Extract to read:

***

In Sobel v. Coleman, (KY Cir. Ct., May 1, 2026), a Kentucky state trial court issued a declaratory judgment holding that the definition of "human being" in the Kentucky abortion statute is void for vagueness. The suit was brought by a Jewish woman who wants to become pregnant through the transfer one of nine embryos created during previous IVF treatment. She contends that the statutory definition of "human being" as any member of the species homo sapiens from fertilization to childbirth creates uncertainty as to whether she could be prosecuted over the subsequent disposal of unused embryos.
While Kentucky’s Fetal Homicide Statute expressly exempts persons participating in IVF treatments from prosecution, the state's general homicide law contains no such exception. The trial court said that reliance on a 2004 Kentucky Supreme Court case that found that the definition of "human being" in one Kentucky law could not be applied to the general homicide statute is unwarranted because that opinion was rooted in a discussion of "viability" as used in Roe v. Wade.
The trial court went on to say:
Kentucky is one of many states in our nation grappling with questions of reconciling post-Dobbs abortion restrictions with accessibility to IVF processes. However, whereas other states have addressed this legitimate concern through legislative action, our Commonwealth has attempted to address this concern merely through the procurement of non-binding Attorney General Opinions....
As reflected in the ... Attorney General’s non-binding advisory opinion, a prosecutor today may read the statute as clearly providing no such avenue for the prosecution of Ms. Kalb for her involvement in IVF processes. However, Ms. Kalb and others seeking to expand their families through IVF procedures have no binding assurance against the possibility that a prosecutor tomorrow interprets the statute differently and uses it as the basis for a prosecution.
The trial court however rejected a second claim by plaintiff that Kentucky's abortion laws violate the Kentucky Religious Freedom Restoration Act. The court said in part:
Plaintiff argues that the first commandment of her Jewish faith instructs her to “be fruitful and multiply”. Plaintiff wishes to honor this commandment through the use of IVF. Plaintiff argues that the HLPA, which currently provides no specific exemption for IVF and which defines human life as beginning at the moment of conception, places an unconstitutional burden upon her ability to honor her religious commandments through IVF processes....
... Plaintiff is a woman of Jewish faith and to be fruitful and multiply is the first commandment in the Torah, the foundational text of Judaism. Be fruitful and multiply is also a foundational principle for Christians as articulated in Genesis 1:28 and often referred to as the “creation mandate”. Similar commandments or mandates are present in the holy texts of other religions including Islam and Hindu....
However, the Court does not believe that the HLPA unconstitutionally burdens Ms. Kalb from exercising her religious beliefs any more than it burdens followers of Christianity, Islam or Hindu from exercising their religious beliefs. Thus, any burden created by the HLPA is a religiously neutral, general burden upon virtually any Kentuckian of faith seeking to participate in IVF. The United States Supreme Court has effectively held that a government act that places a neutral and generally applicable burden upon individuals of differing religious beliefs is constitutionally permissible....
Louisville Public Media reports on the decision.

***

Data records:
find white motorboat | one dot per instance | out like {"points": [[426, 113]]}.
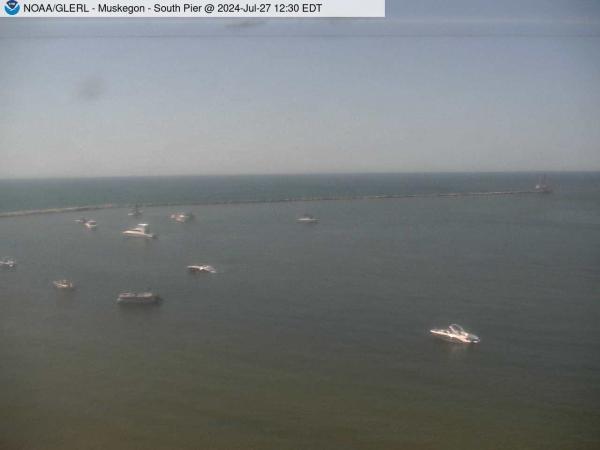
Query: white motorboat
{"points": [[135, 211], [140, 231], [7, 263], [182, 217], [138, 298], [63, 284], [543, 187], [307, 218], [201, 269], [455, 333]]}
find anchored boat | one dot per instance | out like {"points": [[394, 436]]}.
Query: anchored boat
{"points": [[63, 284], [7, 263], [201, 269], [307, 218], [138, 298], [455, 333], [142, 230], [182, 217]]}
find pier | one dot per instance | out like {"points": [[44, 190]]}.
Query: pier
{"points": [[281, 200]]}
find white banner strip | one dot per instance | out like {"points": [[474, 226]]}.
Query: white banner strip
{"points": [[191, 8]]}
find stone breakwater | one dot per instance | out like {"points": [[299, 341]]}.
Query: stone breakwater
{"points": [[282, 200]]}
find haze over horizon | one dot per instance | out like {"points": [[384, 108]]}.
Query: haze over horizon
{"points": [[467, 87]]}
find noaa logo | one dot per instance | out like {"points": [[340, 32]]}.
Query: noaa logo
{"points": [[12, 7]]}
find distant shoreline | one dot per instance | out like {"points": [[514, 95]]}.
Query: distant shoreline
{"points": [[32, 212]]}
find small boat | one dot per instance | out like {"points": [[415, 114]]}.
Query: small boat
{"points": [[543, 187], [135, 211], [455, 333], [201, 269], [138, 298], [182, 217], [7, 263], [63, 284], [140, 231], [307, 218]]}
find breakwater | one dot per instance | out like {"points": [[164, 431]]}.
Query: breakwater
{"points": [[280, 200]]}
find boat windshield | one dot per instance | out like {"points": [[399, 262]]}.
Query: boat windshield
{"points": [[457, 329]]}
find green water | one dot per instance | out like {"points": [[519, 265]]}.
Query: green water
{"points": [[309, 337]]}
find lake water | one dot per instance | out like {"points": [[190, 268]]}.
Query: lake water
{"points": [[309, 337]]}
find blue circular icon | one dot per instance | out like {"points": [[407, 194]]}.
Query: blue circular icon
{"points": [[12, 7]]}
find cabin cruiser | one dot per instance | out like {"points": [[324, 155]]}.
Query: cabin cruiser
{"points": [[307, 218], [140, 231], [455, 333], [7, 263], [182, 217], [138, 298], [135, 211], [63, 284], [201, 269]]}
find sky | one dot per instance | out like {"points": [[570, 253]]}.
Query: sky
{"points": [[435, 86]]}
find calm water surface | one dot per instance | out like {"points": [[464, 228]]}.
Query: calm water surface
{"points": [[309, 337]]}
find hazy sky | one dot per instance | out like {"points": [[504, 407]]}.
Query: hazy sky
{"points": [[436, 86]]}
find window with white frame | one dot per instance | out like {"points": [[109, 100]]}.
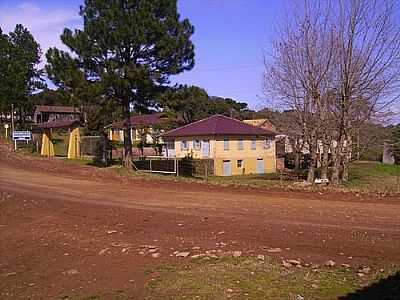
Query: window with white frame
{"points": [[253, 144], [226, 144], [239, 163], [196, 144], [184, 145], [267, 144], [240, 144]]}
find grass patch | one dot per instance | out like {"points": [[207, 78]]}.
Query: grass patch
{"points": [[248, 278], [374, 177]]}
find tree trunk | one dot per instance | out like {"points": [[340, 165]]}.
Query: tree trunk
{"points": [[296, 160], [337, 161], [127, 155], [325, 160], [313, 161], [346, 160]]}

***

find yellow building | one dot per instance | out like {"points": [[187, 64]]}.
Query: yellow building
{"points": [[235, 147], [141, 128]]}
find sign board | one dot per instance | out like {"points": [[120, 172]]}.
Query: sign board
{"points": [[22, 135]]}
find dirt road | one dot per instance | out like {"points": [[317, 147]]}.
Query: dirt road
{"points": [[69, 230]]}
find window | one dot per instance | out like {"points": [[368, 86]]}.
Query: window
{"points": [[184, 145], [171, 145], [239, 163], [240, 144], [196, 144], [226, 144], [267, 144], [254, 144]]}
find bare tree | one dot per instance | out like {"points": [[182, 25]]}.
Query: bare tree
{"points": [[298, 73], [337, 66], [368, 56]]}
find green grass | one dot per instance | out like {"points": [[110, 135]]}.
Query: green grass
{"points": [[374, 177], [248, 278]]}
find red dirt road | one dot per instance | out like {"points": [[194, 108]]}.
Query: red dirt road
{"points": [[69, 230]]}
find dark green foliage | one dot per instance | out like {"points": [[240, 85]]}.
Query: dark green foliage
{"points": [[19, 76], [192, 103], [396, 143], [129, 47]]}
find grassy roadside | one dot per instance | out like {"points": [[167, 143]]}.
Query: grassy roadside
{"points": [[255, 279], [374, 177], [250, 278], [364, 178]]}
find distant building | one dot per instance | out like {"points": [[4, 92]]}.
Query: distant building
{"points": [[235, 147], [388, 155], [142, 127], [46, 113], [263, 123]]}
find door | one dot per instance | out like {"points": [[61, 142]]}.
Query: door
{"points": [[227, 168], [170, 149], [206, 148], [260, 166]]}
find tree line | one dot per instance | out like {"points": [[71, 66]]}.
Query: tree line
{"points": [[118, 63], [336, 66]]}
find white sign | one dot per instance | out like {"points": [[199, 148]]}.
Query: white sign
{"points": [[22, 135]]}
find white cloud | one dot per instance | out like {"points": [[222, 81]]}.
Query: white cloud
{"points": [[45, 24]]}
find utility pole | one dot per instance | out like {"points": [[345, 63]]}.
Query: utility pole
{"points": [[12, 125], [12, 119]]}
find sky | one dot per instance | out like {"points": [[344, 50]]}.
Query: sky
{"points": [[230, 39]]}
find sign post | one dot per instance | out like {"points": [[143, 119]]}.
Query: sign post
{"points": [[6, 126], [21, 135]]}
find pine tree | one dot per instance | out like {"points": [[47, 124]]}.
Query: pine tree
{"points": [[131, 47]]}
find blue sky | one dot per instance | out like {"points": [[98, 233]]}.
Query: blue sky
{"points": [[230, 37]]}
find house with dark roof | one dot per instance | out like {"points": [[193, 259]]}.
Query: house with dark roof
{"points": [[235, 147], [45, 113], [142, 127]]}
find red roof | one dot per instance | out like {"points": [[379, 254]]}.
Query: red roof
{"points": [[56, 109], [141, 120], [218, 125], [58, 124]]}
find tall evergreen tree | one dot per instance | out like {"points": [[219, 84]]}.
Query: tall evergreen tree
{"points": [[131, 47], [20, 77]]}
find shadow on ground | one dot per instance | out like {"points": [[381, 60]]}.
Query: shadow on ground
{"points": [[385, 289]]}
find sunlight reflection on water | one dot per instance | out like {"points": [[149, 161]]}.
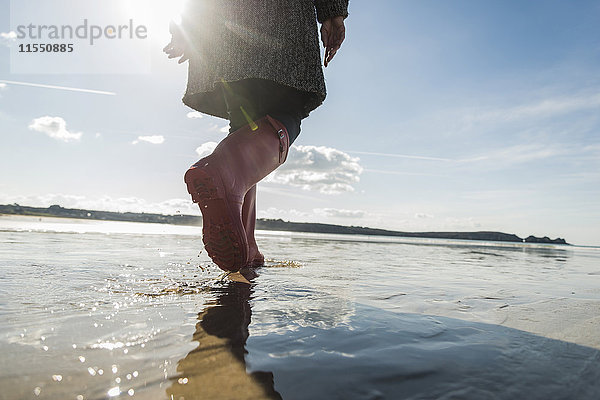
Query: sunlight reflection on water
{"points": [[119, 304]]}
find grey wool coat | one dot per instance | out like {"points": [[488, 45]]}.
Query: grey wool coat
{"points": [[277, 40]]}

***

Exercise requirements:
• A. According to the case summary, how many embryos were created during the plaintiff's previous IVF treatment?
• B. Reproduce the case summary word for word, starting with "The trial court went" and going on through "Attorney General Opinions....".

Answers by item:
• A. Nine

• B.
The trial court went on to say:
Kentucky is one of many states in our nation grappling with questions of reconciling post-Dobbs abortion restrictions with accessibility to IVF processes. However, whereas other states have addressed this legitimate concern through legislative action, our Commonwealth has attempted to address this concern merely through the procurement of non-binding Attorney General Opinions....